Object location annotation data
* * * * * * *

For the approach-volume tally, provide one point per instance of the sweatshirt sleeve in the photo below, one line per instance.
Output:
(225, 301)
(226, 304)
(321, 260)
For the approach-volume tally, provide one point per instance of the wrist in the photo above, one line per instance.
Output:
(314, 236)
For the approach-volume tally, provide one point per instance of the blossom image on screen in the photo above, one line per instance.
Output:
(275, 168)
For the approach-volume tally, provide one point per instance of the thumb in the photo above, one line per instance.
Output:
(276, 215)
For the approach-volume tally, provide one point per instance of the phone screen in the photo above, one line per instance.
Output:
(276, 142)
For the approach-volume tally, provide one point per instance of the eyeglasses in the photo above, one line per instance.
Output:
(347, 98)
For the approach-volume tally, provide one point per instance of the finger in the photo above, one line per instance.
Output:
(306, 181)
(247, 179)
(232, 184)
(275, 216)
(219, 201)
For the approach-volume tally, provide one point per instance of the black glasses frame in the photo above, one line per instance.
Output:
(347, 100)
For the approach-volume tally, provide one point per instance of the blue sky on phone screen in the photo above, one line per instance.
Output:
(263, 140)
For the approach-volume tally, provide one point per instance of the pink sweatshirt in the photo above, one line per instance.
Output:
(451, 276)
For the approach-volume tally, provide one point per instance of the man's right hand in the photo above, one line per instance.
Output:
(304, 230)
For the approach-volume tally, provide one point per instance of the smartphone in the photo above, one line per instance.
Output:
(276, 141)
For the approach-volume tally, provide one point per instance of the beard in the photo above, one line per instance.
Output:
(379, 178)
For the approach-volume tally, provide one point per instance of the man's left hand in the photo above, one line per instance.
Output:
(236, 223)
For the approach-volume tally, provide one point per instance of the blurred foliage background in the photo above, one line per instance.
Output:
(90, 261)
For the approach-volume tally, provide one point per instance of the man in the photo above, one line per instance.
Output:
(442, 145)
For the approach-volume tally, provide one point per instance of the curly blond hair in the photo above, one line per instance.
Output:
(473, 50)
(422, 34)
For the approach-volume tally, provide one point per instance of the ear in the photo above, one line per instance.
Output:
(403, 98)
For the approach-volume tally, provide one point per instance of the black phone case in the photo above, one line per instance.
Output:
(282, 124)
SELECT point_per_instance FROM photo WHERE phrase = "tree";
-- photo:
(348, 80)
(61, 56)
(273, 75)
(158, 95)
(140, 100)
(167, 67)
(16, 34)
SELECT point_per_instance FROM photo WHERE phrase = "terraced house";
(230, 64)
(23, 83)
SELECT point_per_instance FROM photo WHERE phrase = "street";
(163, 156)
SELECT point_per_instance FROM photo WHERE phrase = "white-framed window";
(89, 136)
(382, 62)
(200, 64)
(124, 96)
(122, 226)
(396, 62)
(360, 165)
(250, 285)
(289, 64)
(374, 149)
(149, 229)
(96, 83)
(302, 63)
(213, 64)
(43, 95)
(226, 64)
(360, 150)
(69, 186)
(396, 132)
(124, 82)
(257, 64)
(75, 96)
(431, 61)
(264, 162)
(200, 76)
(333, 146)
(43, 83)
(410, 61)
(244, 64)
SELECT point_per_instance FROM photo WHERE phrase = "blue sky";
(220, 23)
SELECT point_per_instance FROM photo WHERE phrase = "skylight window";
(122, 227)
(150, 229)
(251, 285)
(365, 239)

* * * * * * *

Stated exercise> Give back, exactly as written, the lines from the one with "of the curly" to the last line.

Reply>
For the approach-volume tally, provide one point per instance of the curly blond hair in the photo above, one line per instance.
Output:
(473, 50)
(422, 34)
For the approach-volume tally, provide one point per instance of the ear in the photo above, one line per instance.
Output:
(403, 98)
For the approach-volume tally, provide one point per instance of the black phone case in the photo above, one line per instance.
Output:
(282, 124)
SELECT point_per_instance FROM photo WHERE phrase = "tree";
-- photo:
(348, 80)
(61, 56)
(273, 75)
(158, 95)
(140, 100)
(167, 67)
(16, 34)
SELECT point_per_instance FROM photo WHERE phrase = "terraced house";
(230, 64)
(23, 83)
SELECT point_per_instance FROM photo WHERE phrase = "street";
(163, 156)
SELECT point_per_instance FROM photo WHERE phrase = "white-framed window";
(89, 136)
(382, 62)
(200, 64)
(124, 96)
(122, 226)
(396, 62)
(360, 165)
(250, 285)
(289, 64)
(374, 149)
(149, 229)
(96, 83)
(302, 63)
(213, 64)
(43, 95)
(226, 64)
(360, 150)
(69, 186)
(396, 132)
(124, 82)
(257, 64)
(75, 96)
(431, 61)
(264, 162)
(200, 76)
(333, 146)
(43, 83)
(410, 61)
(244, 64)
SELECT point_per_instance FROM photo WHERE phrase = "blue sky";
(220, 23)
SELECT point_per_instance FROM photo WHERE phrase = "skylight window";
(122, 227)
(150, 229)
(251, 285)
(365, 239)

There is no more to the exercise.